### What the task asks:
Report how many lines in the rows below contain the string "leash", treating case as significant. Give only the number.

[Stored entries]
-- begin --

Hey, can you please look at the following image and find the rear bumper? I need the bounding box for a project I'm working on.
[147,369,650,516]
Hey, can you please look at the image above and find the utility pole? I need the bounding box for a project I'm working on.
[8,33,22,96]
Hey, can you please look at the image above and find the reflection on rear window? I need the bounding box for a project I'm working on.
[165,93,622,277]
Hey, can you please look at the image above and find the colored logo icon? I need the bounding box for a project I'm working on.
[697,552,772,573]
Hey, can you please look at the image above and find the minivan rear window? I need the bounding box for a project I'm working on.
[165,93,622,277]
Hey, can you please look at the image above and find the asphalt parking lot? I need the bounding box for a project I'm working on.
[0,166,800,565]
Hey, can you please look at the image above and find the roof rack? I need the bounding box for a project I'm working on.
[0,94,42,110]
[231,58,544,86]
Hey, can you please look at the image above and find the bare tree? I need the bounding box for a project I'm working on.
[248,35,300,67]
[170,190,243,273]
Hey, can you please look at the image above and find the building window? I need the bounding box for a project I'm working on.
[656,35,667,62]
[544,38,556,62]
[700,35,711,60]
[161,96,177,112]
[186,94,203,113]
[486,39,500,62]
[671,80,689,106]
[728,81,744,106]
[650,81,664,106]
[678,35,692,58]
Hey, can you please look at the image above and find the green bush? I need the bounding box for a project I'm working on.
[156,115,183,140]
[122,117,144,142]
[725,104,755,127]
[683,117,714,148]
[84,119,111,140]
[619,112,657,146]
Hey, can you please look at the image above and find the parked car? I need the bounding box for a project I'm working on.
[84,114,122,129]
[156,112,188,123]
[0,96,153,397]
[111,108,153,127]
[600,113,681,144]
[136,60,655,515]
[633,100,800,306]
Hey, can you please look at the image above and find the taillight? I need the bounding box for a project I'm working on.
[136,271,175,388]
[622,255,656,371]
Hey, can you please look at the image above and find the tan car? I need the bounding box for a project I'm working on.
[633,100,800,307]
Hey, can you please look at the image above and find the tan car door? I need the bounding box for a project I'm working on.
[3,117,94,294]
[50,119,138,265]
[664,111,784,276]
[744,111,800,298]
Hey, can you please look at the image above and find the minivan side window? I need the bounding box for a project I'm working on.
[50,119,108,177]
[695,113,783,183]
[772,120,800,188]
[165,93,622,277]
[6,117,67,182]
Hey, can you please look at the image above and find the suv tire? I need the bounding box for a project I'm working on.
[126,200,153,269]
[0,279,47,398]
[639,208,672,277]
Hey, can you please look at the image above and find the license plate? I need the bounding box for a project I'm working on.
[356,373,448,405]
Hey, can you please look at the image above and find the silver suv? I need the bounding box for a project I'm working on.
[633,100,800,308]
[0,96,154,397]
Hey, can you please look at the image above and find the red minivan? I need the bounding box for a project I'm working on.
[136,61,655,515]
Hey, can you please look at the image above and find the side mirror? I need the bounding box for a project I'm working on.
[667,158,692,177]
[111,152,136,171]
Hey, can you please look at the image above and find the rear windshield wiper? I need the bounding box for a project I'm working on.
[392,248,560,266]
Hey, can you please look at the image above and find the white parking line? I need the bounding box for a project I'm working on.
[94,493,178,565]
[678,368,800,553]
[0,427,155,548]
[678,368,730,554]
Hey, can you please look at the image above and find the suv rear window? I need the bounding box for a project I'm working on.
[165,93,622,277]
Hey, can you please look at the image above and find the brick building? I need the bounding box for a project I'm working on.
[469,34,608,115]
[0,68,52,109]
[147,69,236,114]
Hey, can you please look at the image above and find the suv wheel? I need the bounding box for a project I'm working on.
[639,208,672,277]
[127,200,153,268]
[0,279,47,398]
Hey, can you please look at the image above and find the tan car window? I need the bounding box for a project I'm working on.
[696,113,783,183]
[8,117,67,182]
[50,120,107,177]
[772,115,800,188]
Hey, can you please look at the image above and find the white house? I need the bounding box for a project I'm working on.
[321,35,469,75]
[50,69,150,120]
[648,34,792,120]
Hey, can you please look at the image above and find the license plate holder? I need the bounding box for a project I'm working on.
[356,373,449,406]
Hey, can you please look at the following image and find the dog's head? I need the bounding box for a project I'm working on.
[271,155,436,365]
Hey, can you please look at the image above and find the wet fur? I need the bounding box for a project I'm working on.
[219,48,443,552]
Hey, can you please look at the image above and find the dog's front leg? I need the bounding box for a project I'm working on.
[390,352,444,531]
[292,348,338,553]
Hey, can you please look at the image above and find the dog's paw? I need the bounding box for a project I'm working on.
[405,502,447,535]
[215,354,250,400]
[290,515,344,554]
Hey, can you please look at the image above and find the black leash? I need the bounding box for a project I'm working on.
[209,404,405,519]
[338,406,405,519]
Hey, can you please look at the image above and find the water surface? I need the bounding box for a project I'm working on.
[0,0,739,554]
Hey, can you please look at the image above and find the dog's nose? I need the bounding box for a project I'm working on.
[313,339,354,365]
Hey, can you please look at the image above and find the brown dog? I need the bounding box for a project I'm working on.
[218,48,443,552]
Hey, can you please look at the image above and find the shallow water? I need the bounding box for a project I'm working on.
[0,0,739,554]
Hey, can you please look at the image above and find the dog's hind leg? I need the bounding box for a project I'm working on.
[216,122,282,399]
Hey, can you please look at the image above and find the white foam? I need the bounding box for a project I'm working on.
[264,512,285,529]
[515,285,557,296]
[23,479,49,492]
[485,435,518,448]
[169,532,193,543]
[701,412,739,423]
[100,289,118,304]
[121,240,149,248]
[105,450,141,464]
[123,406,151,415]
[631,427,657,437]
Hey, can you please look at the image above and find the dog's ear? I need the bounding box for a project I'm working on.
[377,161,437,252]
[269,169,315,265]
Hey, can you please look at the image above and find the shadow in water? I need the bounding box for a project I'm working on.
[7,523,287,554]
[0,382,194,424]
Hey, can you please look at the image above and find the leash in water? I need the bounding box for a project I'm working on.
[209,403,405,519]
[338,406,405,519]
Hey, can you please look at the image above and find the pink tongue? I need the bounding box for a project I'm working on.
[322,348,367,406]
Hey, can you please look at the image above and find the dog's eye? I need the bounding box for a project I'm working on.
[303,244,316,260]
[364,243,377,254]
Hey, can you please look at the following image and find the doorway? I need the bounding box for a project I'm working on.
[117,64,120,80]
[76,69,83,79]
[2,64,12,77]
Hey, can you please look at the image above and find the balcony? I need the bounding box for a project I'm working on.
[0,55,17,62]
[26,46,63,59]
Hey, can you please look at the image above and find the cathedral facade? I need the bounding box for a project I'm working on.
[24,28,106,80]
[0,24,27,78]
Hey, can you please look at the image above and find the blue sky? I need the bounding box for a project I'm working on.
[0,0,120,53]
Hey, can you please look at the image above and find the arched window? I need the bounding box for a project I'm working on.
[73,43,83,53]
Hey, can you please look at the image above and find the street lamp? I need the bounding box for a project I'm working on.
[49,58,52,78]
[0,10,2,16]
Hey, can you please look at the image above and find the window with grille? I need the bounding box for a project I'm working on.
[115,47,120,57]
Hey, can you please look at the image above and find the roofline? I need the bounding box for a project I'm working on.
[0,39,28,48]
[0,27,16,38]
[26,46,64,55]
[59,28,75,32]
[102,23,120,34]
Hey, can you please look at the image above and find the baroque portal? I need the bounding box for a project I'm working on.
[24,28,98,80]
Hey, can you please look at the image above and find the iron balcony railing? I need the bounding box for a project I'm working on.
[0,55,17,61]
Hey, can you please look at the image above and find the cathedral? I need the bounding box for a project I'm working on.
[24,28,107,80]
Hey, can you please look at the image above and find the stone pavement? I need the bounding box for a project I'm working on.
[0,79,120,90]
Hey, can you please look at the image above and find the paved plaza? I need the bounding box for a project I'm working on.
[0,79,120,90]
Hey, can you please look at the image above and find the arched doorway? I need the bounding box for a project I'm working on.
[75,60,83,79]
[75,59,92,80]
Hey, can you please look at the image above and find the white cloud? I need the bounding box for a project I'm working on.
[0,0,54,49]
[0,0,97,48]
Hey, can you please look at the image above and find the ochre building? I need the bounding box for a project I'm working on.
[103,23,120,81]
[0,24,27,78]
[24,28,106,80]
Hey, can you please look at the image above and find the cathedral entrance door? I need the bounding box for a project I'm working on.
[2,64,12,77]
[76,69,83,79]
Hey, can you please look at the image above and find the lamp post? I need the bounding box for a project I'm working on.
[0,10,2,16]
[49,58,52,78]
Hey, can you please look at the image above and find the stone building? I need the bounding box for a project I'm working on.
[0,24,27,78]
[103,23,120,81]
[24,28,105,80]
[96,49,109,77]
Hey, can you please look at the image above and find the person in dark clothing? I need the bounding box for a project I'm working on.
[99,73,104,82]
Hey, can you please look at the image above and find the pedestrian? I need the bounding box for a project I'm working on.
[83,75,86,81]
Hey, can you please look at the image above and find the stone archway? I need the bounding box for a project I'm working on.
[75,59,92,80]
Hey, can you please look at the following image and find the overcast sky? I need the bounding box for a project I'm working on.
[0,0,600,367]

-- end --
-- begin --

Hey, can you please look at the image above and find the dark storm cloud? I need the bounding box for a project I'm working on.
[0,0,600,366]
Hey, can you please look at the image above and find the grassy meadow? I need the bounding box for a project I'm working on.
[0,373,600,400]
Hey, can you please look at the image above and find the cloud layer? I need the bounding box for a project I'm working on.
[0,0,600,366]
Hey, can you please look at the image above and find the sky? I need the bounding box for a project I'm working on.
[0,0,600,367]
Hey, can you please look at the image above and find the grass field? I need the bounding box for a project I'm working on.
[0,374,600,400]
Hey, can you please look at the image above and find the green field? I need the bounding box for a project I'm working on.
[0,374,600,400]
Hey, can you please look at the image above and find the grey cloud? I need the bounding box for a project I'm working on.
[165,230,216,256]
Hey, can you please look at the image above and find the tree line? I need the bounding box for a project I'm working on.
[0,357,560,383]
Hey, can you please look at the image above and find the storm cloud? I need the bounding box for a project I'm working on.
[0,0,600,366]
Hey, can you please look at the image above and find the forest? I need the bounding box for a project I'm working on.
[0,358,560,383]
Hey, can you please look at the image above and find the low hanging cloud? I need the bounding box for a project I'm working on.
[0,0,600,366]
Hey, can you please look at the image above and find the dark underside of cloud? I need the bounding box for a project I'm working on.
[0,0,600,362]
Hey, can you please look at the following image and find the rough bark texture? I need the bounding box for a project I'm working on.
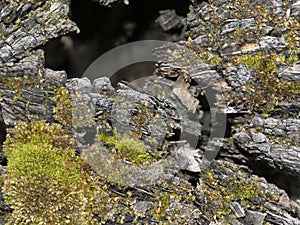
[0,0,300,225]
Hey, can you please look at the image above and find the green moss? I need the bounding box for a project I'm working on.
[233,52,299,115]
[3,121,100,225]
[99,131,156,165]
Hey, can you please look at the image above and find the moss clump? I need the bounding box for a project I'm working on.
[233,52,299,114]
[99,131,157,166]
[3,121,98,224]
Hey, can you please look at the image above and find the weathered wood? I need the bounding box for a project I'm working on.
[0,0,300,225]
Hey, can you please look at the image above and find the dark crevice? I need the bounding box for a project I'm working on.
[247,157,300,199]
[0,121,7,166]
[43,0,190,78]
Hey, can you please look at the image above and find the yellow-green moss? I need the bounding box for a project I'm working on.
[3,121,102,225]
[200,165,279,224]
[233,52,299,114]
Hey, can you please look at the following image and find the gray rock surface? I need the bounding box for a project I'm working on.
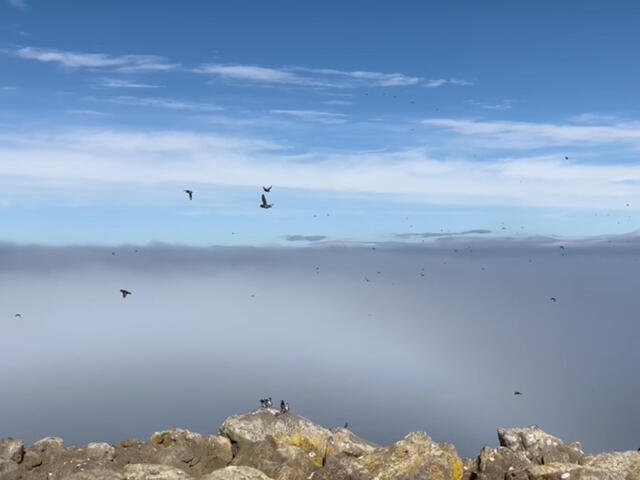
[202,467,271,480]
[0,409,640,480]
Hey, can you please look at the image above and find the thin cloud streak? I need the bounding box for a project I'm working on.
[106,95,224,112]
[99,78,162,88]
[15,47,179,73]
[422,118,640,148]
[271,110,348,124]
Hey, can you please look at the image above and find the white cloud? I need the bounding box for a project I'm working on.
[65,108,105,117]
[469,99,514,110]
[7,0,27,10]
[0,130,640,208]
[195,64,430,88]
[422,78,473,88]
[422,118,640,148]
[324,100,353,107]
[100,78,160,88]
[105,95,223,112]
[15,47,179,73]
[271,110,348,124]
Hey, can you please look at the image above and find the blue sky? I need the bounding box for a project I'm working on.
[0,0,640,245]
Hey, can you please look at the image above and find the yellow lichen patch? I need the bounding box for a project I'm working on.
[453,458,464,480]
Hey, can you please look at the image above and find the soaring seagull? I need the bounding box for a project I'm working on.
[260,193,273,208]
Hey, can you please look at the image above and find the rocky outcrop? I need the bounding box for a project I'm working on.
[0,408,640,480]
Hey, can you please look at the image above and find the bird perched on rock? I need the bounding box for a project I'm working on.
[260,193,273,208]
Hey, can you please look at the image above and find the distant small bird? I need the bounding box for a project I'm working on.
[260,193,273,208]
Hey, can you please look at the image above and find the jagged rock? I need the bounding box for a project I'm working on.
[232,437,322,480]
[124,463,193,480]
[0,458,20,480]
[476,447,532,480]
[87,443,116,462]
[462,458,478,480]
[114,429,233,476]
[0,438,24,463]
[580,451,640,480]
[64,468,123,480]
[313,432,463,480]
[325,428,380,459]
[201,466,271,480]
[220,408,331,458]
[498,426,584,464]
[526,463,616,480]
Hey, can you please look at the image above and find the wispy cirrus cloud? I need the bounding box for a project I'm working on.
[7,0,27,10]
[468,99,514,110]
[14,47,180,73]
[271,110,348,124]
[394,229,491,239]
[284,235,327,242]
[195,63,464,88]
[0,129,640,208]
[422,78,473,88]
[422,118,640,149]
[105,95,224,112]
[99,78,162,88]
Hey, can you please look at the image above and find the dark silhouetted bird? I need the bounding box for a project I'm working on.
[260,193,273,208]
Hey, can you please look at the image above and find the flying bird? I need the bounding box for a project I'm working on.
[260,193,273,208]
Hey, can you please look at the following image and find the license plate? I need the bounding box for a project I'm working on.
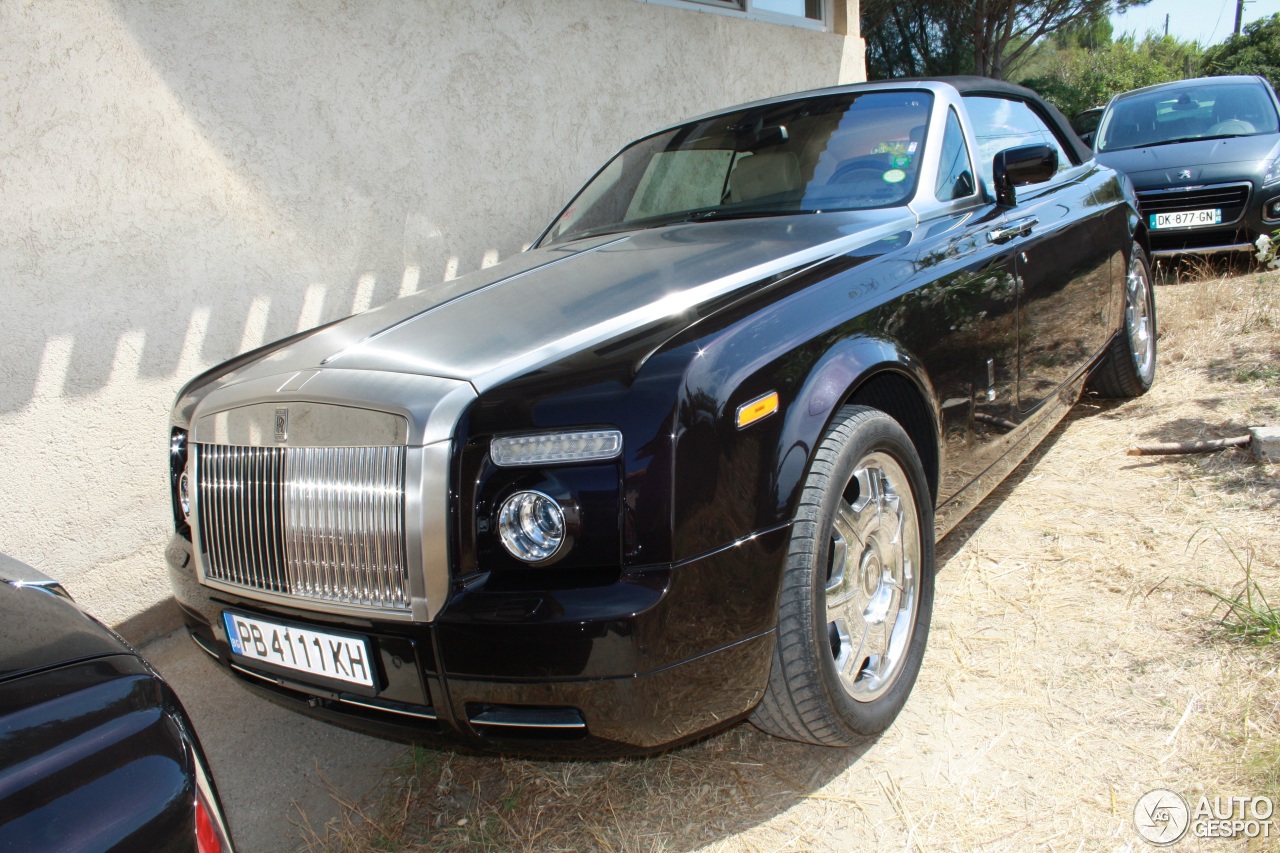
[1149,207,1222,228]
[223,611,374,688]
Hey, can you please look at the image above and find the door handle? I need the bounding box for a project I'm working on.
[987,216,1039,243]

-- end --

### Problem solution:
2